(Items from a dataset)

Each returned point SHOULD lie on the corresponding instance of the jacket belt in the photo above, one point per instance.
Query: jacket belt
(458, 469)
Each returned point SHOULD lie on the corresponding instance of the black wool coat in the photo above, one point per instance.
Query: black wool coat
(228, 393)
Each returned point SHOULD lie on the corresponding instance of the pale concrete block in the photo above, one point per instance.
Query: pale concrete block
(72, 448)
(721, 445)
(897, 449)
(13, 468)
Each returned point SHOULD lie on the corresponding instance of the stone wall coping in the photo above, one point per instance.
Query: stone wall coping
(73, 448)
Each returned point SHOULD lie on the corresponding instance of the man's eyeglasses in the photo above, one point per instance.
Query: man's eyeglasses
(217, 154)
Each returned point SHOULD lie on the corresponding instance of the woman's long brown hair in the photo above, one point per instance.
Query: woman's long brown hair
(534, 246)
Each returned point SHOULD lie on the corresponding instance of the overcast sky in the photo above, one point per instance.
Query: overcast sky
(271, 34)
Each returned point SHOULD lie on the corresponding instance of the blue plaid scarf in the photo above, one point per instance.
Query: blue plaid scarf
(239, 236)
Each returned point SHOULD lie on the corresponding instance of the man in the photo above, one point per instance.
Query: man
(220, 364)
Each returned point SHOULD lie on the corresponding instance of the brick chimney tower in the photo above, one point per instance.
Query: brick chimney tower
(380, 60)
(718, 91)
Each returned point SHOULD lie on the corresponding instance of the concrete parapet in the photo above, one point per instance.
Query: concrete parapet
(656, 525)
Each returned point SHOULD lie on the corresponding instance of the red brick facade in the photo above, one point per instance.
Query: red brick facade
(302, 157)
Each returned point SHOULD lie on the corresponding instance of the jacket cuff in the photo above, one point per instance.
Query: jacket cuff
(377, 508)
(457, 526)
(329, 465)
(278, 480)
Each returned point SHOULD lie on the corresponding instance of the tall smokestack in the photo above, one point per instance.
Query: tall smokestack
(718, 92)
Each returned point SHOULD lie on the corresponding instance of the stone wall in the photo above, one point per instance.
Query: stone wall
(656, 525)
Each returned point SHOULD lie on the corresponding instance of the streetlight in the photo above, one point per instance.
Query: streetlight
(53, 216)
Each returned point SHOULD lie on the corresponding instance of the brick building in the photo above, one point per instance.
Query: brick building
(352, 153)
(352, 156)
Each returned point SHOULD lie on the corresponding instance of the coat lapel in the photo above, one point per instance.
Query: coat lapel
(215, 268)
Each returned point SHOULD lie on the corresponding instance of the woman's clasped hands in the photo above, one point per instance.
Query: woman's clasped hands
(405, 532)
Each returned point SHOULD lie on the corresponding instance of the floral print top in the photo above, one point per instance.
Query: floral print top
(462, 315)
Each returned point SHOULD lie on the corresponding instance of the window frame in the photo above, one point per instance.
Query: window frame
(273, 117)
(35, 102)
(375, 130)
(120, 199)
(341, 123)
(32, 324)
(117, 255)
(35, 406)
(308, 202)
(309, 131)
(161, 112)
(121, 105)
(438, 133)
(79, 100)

==

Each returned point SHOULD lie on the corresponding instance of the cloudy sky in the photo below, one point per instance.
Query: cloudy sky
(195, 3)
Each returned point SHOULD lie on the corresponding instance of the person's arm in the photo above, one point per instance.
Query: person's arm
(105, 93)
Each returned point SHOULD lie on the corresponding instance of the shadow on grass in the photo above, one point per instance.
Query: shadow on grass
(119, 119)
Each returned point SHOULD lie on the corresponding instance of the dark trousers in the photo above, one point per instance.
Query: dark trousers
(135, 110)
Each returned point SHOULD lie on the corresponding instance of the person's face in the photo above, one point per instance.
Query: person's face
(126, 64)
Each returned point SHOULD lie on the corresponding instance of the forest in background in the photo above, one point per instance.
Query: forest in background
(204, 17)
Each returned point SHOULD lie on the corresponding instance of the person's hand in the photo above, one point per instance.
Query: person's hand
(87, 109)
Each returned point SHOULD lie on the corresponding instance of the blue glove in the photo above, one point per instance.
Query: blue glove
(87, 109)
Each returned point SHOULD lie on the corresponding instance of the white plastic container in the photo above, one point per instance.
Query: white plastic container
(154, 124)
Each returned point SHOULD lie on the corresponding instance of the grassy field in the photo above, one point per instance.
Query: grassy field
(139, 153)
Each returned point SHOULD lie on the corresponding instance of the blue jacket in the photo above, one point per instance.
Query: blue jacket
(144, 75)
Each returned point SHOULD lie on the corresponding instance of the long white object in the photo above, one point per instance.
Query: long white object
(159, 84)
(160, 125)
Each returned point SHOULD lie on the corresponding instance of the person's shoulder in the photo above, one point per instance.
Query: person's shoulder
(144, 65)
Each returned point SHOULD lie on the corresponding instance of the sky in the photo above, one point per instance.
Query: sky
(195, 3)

▸ **Work to complete**: Could you reproduce exactly the lines of the entries above, from the one with "the jacket belt" through the one with "of the black", and nothing else?

▸ **Written response**:
Each returned point SHOULD lie on the corresponding instance of the jacket belt in the photo above, one point per instance.
Query: jacket belt
(458, 469)
Each returned point SHOULD lie on the corresponding instance of the black wool coat in the photo above, one point per instance.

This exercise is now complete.